Directions for this task: Restate the listing below word for word, omitting any images.

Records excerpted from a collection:
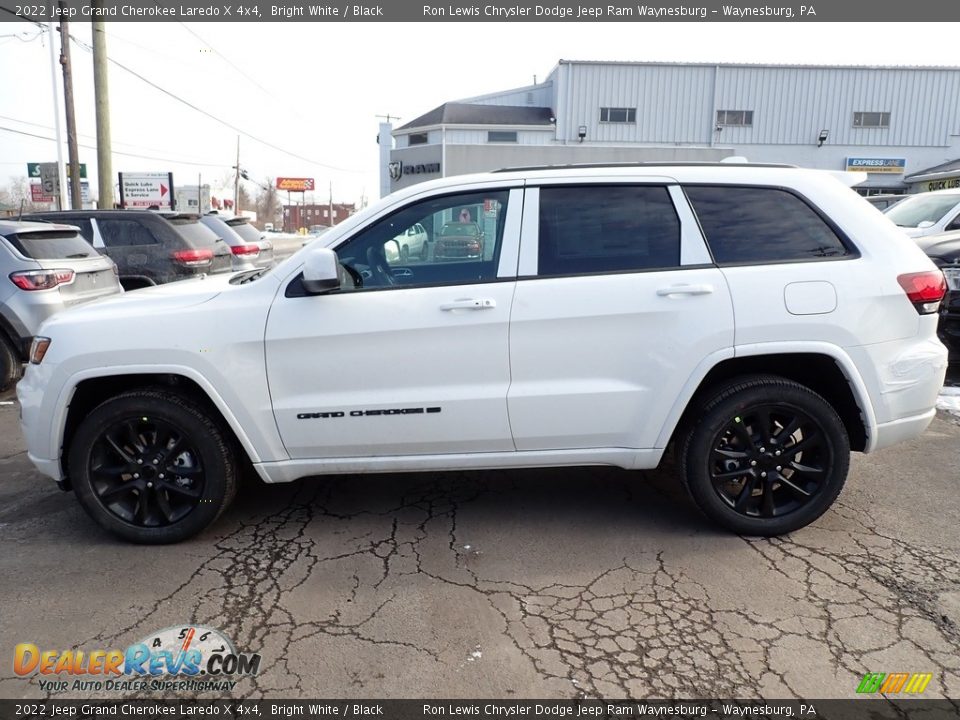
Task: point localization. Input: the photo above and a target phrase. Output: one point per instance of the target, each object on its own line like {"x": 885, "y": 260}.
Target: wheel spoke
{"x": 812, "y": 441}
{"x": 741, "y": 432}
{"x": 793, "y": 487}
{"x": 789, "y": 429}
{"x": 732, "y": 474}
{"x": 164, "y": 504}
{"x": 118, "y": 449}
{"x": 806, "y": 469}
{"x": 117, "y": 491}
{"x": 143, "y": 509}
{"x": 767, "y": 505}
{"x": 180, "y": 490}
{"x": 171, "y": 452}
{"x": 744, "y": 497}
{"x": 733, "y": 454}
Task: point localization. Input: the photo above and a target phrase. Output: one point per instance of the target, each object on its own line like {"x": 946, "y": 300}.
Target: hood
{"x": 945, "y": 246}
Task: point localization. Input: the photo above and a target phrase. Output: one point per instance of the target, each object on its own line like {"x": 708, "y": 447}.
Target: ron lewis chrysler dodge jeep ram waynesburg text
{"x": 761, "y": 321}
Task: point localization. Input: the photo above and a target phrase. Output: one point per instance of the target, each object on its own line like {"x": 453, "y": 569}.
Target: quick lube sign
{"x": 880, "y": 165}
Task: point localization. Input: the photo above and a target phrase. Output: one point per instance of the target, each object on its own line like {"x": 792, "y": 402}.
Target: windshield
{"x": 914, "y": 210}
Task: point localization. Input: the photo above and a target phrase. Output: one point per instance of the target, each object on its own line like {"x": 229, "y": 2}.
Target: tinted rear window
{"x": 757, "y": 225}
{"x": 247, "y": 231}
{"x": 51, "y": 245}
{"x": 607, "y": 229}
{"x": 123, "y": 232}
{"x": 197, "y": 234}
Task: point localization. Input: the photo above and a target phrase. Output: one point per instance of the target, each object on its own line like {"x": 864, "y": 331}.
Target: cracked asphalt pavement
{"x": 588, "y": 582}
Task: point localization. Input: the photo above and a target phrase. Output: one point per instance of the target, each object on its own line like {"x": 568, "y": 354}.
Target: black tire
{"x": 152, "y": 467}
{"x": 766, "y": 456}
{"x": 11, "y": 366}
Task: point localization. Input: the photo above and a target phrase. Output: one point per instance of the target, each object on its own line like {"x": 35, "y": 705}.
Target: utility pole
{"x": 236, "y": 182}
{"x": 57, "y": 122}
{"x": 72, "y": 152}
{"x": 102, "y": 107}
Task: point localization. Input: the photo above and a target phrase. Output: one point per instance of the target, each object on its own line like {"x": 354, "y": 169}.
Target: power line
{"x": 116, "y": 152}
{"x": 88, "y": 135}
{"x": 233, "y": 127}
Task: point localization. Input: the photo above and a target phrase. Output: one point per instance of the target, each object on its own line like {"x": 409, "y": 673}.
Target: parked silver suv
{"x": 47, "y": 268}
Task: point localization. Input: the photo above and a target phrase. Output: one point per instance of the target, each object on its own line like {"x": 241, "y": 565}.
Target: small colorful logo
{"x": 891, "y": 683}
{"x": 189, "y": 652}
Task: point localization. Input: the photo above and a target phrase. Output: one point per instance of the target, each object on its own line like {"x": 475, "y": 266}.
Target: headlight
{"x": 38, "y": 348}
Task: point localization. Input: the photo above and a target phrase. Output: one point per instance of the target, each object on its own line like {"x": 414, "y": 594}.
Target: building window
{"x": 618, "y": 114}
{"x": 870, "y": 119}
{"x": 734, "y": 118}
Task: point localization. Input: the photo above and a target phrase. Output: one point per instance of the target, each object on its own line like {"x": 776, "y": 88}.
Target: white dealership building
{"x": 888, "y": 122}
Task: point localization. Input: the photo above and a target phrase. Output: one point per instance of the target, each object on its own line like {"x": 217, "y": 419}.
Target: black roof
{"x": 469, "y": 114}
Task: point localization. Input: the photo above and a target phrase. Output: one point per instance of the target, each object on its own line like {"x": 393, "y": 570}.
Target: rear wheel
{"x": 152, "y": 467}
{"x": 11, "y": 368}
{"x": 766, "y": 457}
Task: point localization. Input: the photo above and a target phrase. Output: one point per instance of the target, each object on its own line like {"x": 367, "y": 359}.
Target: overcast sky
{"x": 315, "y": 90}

Written solution:
Task: point localization. Input: the photo above and a target phrase. Output: one point per instance of the target, each object on its own line like {"x": 885, "y": 260}.
Target: wheel spoke
{"x": 812, "y": 441}
{"x": 741, "y": 432}
{"x": 793, "y": 487}
{"x": 789, "y": 429}
{"x": 732, "y": 474}
{"x": 164, "y": 504}
{"x": 118, "y": 449}
{"x": 806, "y": 469}
{"x": 117, "y": 491}
{"x": 143, "y": 509}
{"x": 767, "y": 505}
{"x": 180, "y": 490}
{"x": 171, "y": 452}
{"x": 744, "y": 497}
{"x": 733, "y": 454}
Task: point localization. Input: the photo above and a target phrase. Output: one point per instance of the target, each object on its own line like {"x": 946, "y": 300}.
Target: hood
{"x": 945, "y": 246}
Task: point localization. Input: the photo above and a target phrase. Output: one point per instance of the target, each object on its own line like {"x": 708, "y": 447}.
Target: ron lewis chrysler dodge jeep ram waynesburg text
{"x": 761, "y": 321}
Task: point localization. Input: the photo above and a target phrase. Output: one point per instance of the target, each object on its own line like {"x": 453, "y": 569}.
Target: quick lube sign
{"x": 880, "y": 165}
Task: point localization. Input: the photo above and a target phrase. Output: one point per instance of the target, each object on its own line like {"x": 792, "y": 402}.
Target: windshield
{"x": 914, "y": 210}
Task: point localization. Input: the photo above and a target phrase. Output: one point per instance of the target, each object on its own line like {"x": 229, "y": 2}.
Target: tinted rear window
{"x": 757, "y": 225}
{"x": 247, "y": 231}
{"x": 51, "y": 245}
{"x": 607, "y": 229}
{"x": 123, "y": 232}
{"x": 197, "y": 234}
Task: point localization. Input: the photo above and a target phrase. Output: one point per instance of the target, each object on its own line like {"x": 864, "y": 331}.
Target: cracked asphalt pavement
{"x": 588, "y": 582}
Task: point localization. Input: the photo above and a target phrase. Output: one point per instance of the target, each object on its own line like {"x": 568, "y": 354}.
Target: black tire
{"x": 152, "y": 467}
{"x": 766, "y": 456}
{"x": 11, "y": 366}
Task: point localization. Input: the photo above and a target phrase. Output: one point per instance of the target, each object on its own line like {"x": 35, "y": 705}.
Target: utility pole
{"x": 236, "y": 182}
{"x": 57, "y": 122}
{"x": 72, "y": 152}
{"x": 102, "y": 107}
Task: point localization. Input: the photo above and a target phrase. Output: one point per instance of the target, each object on its own line like {"x": 354, "y": 169}.
Target: power line
{"x": 116, "y": 152}
{"x": 88, "y": 135}
{"x": 233, "y": 127}
Task: point localization. Input: the photo above and a target phrase. Output: one point per instance of the target, each object on its own line like {"x": 409, "y": 673}.
Target: parked silver suv
{"x": 47, "y": 268}
Task: point localization. Input: the photo above and a target phrase. Output: one point per instance of the target, each object on its own line like {"x": 241, "y": 565}.
Target: small colorful logo
{"x": 891, "y": 683}
{"x": 189, "y": 652}
Task: point localization. Input: the photo above and a target phrase. Output: one point per instance of the target, each object on its own line like {"x": 475, "y": 266}.
Target: headlight
{"x": 38, "y": 348}
Task: point localization. Input: the photo above and a target phrase. Output: one point per instance of the target, each object on its own line like {"x": 414, "y": 594}.
Target: building window
{"x": 618, "y": 114}
{"x": 870, "y": 119}
{"x": 734, "y": 118}
Task: point localization. Input: the photo above and a target phrase. Output: one point per instance of the target, each object on its own line like {"x": 776, "y": 88}.
Target: white dealership building
{"x": 888, "y": 122}
Task: point localization. Input: the photo above and a target phrase. Output: one point per instance of the target, each object on its own line like {"x": 217, "y": 419}.
Target: black roof
{"x": 469, "y": 114}
Task: point localization. Input: the photo above and a target phrase. Output: one point per instance of the target, each object on its own line like {"x": 393, "y": 570}.
Target: rear wheel
{"x": 152, "y": 467}
{"x": 11, "y": 368}
{"x": 766, "y": 457}
Task: point localization. Input: the photo above and a target phrase. Output: one point per instance of the target, each object on its own line like {"x": 367, "y": 359}.
Target: overcast sky
{"x": 315, "y": 90}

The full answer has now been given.